> [Aim] Pick out every line in the material below that contains the word "small" and copy each of those lines. Letter case counts when matching.

(Data listing)
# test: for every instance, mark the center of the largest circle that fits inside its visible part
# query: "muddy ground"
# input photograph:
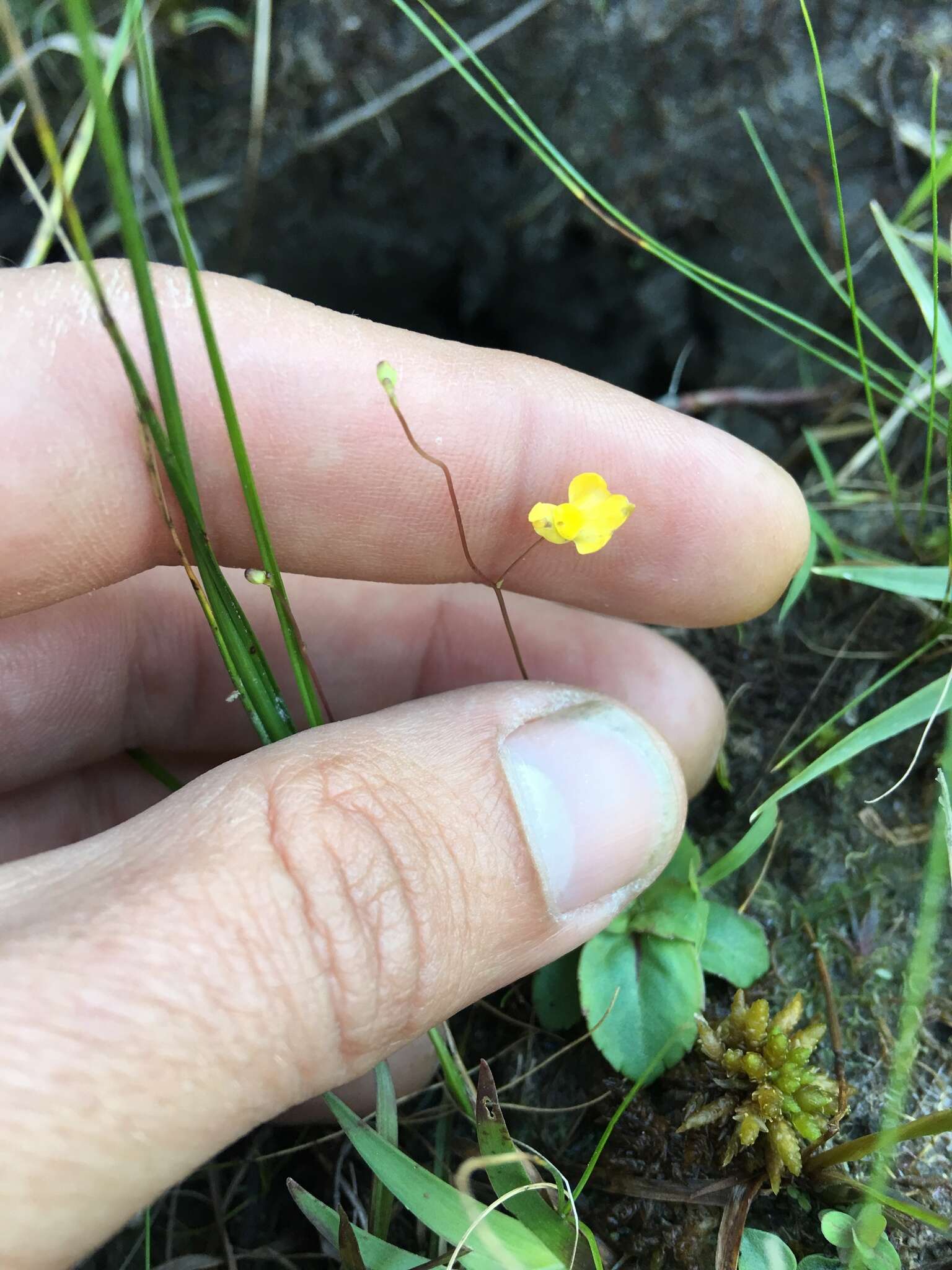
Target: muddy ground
(432, 216)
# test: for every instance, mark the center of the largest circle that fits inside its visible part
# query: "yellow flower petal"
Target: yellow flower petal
(588, 491)
(610, 515)
(586, 546)
(569, 520)
(542, 520)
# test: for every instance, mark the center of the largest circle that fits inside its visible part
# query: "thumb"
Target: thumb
(286, 921)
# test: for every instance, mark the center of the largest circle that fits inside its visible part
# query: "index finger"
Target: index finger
(716, 534)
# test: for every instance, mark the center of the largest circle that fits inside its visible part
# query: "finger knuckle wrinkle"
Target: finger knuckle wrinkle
(361, 864)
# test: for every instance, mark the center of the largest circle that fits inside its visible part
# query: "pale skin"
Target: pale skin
(175, 970)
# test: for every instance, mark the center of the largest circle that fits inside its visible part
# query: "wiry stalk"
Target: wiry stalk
(387, 379)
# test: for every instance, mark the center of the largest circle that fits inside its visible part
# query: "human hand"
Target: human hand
(183, 969)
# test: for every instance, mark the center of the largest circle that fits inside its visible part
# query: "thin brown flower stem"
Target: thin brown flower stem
(532, 545)
(389, 386)
(835, 1042)
(511, 633)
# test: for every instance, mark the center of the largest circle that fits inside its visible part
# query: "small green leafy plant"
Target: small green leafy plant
(858, 1236)
(532, 1222)
(640, 984)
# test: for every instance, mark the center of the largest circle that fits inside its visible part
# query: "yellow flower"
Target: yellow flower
(588, 520)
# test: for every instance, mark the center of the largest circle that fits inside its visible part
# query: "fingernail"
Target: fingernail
(598, 798)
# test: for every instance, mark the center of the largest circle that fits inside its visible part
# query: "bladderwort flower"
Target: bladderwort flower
(588, 520)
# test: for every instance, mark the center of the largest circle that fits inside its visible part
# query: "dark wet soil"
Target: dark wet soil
(432, 216)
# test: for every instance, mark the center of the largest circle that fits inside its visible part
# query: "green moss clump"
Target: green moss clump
(775, 1098)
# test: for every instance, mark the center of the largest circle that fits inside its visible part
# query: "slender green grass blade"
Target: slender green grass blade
(377, 1254)
(857, 700)
(739, 854)
(922, 288)
(438, 1204)
(906, 714)
(155, 769)
(387, 1127)
(919, 973)
(243, 655)
(808, 244)
(889, 385)
(848, 270)
(304, 673)
(858, 1148)
(922, 582)
(923, 191)
(924, 243)
(454, 1077)
(511, 1174)
(937, 314)
(43, 236)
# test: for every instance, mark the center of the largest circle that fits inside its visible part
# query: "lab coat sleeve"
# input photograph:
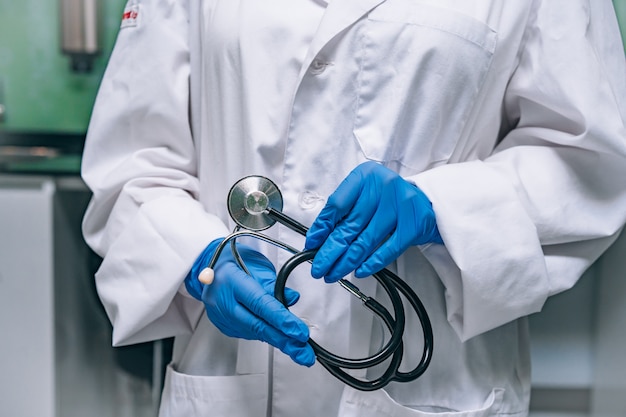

> [Exercise result]
# query: "small green leafy plant"
Target: small green leafy plant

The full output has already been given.